══ READING PASSAGE ══

What have you found to be the tipping point for kids where they finally reach out for help?

Sadly it can be really dyer before they reach out. Some suffer for years before they make that choice. They are already experiencing some pretty significant symptoms and a huge disruption of their daily happiness in life. But they do eventually reach out. Sadly too often it happens when the kids feel so broken, the disorder is all that they think about and it’s ruling their life. So it’s our job to help the tipping point happen sooner than later by recognizing the warning signs.

What are some ways we can approach our loved ones when we suspect they have an eating disorder without coming across accusatory causing them to be defensive and push back?

═══
══ LISTED ENTRIES ══

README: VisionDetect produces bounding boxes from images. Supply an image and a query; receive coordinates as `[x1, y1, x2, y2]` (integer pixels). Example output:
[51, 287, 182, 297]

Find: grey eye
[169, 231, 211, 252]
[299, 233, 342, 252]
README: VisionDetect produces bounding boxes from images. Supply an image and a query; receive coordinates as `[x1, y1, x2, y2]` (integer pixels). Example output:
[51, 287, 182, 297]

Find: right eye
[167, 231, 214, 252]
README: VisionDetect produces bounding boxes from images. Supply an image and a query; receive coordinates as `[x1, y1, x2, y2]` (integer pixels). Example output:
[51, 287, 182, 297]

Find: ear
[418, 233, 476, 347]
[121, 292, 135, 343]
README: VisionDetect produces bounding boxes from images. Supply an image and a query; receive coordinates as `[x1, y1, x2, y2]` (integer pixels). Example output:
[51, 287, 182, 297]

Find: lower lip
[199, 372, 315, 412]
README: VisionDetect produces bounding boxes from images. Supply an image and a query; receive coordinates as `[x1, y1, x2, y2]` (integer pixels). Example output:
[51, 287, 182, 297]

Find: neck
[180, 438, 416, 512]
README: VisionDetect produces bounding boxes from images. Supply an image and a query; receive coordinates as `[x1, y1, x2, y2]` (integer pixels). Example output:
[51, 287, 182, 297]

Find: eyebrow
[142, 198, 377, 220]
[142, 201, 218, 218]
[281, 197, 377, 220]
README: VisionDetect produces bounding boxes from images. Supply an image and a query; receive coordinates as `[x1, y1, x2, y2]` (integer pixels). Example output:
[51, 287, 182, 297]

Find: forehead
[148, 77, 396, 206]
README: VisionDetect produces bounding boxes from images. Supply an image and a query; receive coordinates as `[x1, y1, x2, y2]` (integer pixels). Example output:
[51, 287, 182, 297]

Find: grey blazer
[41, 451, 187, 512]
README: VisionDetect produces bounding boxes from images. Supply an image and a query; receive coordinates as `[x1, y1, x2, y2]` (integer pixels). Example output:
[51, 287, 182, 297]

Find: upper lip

═══

Could you continue the interview about kids and eating disorders, starting right after its final question?

To answer that question I will refer back to the amazing people at the National Eating Disorder Association and what I’ve learned. So many people are afraid that saying the wrong thing will make an eating disorder worse. But there’s nothing that will make it worse, saying nothing is the biggest risk you can take. The approach is the same as any sensitive issue. You want to find a private quiet place to talk, you want to use non accusatory “I” statements, and you want to focus on the behavior you specifically observe. For example, “I noticed you didn’t eat anything at lunch today.” Or focus on the symptoms that are not about food or weight such as, “I noticed you’ve been down lately” or, “I noticed you haven’t been up for hanging out.” This will help them feel less protective about their eating disorder behaviors and help them to open up on their own. Try not to get emotional and stick to the facts. Avoid saying things like, “Just eat.” Remember that they are really suffering inside; they feel like they can’t eat. They are tortured by every mention of food.

Instead reassure them that you are there for them and offer to help them find help. Remind them that admitting to the struggle is nothing to be ashamed of, there’s no stigma and they are not alone. Eating disorders are very common because they are not a fault of any individual; they are an illness just like any other you would seek help for.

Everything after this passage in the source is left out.